Work instructions:
Please copy out every line of the items below that contains the string "greens", treating uppercase and lowercase as different.

Listed records:
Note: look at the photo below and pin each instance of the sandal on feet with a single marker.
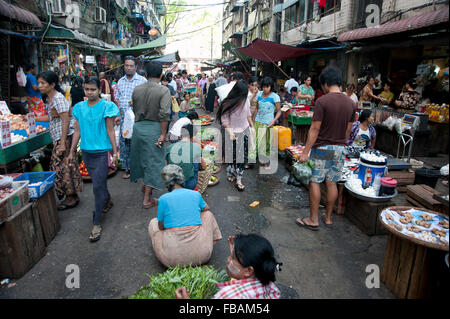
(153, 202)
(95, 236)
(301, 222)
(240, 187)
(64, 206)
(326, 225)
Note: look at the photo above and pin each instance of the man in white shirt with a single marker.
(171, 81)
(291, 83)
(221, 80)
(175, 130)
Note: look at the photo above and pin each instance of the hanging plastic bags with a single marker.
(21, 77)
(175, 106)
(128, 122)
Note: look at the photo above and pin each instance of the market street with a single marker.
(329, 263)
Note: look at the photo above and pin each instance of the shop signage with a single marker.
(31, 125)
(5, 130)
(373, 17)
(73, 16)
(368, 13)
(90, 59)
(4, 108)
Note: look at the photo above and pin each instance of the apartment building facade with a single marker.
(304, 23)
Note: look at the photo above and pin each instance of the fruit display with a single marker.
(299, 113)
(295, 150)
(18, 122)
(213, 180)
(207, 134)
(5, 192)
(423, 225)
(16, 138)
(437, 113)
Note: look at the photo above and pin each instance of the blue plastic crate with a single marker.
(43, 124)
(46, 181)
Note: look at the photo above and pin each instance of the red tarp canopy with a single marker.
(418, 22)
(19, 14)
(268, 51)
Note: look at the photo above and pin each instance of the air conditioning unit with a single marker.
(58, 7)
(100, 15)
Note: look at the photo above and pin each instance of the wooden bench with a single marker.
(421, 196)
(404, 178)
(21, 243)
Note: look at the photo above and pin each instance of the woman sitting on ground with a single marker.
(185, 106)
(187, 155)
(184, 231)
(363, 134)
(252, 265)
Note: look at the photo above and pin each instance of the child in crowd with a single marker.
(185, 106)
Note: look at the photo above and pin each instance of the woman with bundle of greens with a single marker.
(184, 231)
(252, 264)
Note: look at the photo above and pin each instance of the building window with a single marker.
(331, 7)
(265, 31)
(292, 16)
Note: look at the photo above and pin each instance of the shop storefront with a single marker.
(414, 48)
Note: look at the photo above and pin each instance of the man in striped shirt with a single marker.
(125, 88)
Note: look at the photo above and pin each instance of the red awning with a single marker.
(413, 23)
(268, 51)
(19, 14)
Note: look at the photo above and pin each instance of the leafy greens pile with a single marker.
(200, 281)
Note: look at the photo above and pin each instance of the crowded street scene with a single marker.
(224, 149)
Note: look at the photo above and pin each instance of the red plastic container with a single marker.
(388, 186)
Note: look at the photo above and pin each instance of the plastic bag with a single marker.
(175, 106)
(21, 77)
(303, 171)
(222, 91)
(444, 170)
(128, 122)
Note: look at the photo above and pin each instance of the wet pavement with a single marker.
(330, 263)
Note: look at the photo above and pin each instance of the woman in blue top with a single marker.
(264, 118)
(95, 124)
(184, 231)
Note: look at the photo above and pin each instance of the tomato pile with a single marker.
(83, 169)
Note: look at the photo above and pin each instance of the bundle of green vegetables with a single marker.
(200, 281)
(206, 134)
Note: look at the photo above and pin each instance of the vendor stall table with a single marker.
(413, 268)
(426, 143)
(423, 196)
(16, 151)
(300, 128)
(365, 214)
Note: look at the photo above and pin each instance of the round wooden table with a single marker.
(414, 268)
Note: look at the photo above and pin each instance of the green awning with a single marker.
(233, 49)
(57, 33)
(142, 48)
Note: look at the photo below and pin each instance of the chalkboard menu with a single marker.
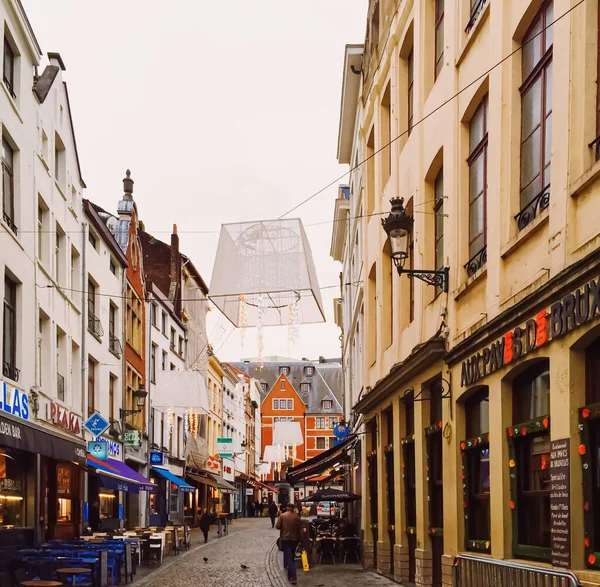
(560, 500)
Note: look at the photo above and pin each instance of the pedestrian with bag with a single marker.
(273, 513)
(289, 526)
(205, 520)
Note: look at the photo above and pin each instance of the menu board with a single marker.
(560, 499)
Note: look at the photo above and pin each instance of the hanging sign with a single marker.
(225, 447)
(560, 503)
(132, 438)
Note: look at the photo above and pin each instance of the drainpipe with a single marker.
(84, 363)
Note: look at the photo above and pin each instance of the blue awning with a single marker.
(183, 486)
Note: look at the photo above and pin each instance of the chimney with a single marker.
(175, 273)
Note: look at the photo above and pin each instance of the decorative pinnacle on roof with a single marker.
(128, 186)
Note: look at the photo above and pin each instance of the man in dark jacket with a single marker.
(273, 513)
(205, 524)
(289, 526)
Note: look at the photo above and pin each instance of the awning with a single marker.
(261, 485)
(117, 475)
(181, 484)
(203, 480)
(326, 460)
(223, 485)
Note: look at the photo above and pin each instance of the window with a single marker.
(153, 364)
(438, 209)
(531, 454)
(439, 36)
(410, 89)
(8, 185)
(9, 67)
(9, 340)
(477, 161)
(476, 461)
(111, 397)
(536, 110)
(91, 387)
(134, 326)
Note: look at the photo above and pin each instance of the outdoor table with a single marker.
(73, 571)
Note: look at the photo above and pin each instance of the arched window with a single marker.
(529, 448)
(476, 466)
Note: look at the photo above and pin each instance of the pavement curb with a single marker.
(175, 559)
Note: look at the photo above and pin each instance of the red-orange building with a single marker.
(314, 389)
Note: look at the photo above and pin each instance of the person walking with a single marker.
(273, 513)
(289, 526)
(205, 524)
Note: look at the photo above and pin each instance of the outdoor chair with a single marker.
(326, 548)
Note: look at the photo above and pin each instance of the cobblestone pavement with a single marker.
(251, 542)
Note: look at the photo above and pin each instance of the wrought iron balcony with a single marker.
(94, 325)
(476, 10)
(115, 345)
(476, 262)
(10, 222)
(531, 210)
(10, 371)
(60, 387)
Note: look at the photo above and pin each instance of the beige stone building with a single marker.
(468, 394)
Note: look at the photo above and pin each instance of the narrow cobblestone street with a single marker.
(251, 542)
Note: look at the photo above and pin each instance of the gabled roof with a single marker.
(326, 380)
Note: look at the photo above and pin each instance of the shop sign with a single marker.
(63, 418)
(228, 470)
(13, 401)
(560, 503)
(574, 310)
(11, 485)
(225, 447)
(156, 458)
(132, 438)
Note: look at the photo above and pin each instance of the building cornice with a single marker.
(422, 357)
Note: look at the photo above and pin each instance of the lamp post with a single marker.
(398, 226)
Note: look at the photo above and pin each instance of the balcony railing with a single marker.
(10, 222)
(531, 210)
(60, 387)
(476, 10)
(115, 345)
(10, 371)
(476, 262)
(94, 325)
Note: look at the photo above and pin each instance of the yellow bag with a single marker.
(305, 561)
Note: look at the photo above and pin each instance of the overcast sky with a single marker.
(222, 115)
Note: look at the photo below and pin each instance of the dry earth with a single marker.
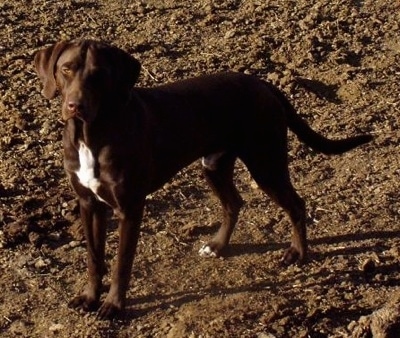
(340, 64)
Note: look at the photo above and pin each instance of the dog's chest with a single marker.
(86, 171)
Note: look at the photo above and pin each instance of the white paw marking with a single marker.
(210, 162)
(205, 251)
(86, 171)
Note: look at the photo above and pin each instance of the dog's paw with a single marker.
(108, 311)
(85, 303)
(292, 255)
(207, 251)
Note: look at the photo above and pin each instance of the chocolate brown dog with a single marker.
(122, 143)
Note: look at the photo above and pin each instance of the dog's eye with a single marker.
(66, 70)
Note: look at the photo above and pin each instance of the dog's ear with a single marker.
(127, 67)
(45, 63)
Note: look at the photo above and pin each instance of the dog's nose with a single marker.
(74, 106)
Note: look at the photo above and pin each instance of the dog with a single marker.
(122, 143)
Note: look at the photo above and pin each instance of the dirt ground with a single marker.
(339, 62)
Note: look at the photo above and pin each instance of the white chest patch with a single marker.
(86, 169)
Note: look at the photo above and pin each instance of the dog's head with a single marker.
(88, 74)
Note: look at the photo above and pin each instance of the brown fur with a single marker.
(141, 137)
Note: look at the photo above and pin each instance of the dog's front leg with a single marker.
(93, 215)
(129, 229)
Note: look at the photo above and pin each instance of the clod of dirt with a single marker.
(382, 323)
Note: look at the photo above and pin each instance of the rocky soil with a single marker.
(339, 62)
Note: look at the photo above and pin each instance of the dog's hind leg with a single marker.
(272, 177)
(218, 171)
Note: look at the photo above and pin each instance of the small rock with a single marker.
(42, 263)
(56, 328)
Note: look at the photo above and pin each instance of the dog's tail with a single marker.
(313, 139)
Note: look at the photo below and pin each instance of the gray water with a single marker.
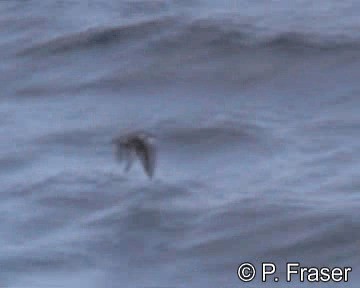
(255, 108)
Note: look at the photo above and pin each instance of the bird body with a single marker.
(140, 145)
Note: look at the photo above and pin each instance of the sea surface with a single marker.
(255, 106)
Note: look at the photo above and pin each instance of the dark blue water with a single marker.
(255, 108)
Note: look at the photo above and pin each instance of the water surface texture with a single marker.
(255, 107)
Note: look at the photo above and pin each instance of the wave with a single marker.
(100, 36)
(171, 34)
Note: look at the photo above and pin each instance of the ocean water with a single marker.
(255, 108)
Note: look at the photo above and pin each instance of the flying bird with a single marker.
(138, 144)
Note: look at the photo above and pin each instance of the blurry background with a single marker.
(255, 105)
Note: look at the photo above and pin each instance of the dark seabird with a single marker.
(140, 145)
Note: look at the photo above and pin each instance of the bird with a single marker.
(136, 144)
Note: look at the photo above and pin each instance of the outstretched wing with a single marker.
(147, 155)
* * *
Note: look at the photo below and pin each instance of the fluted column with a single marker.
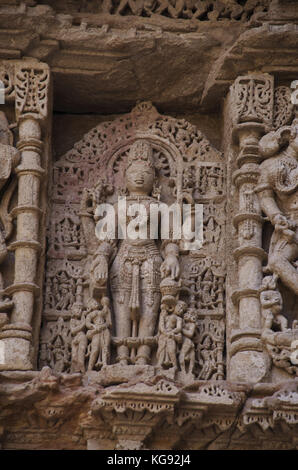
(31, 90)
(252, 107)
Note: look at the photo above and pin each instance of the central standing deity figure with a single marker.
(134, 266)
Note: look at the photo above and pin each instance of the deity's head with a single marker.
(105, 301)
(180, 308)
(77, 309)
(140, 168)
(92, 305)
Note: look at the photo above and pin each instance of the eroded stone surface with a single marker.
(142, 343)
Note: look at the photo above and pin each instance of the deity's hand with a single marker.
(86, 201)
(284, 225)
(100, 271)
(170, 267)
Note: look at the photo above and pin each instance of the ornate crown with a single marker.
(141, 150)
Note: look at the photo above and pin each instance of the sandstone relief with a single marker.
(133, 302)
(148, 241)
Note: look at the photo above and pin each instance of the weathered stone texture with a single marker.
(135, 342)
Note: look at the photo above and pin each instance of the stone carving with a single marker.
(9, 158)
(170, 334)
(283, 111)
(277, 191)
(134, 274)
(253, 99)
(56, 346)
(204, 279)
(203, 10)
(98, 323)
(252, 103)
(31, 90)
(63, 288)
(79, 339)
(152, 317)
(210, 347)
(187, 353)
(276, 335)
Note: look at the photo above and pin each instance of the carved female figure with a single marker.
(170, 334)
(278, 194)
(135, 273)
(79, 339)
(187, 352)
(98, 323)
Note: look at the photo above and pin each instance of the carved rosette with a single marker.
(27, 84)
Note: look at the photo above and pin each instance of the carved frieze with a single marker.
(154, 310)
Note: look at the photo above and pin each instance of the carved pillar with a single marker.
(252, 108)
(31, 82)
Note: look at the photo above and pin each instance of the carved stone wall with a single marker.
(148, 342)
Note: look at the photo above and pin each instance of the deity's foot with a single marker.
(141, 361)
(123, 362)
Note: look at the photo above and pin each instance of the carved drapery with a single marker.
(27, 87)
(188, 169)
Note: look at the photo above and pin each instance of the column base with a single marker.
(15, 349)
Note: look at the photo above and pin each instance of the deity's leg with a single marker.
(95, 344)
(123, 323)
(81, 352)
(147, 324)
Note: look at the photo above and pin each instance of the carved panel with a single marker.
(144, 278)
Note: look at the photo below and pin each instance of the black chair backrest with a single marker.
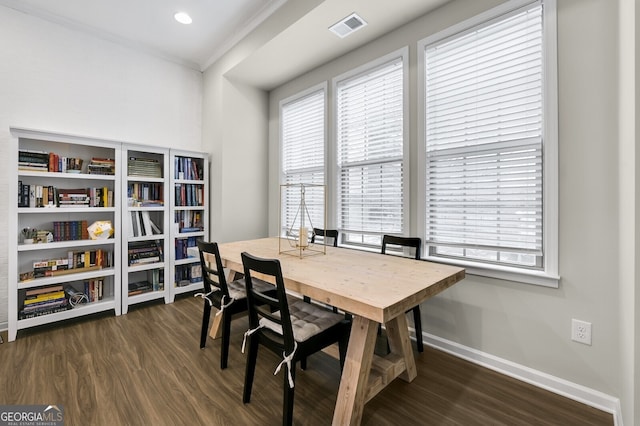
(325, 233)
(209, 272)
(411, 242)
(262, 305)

Result for this exercise:
Note: look at the photo above and pin each instance of the woman with bundle of greens with a single marker.
Note: look at the photo above and pin each instance of the leafy greens pile with a single marker.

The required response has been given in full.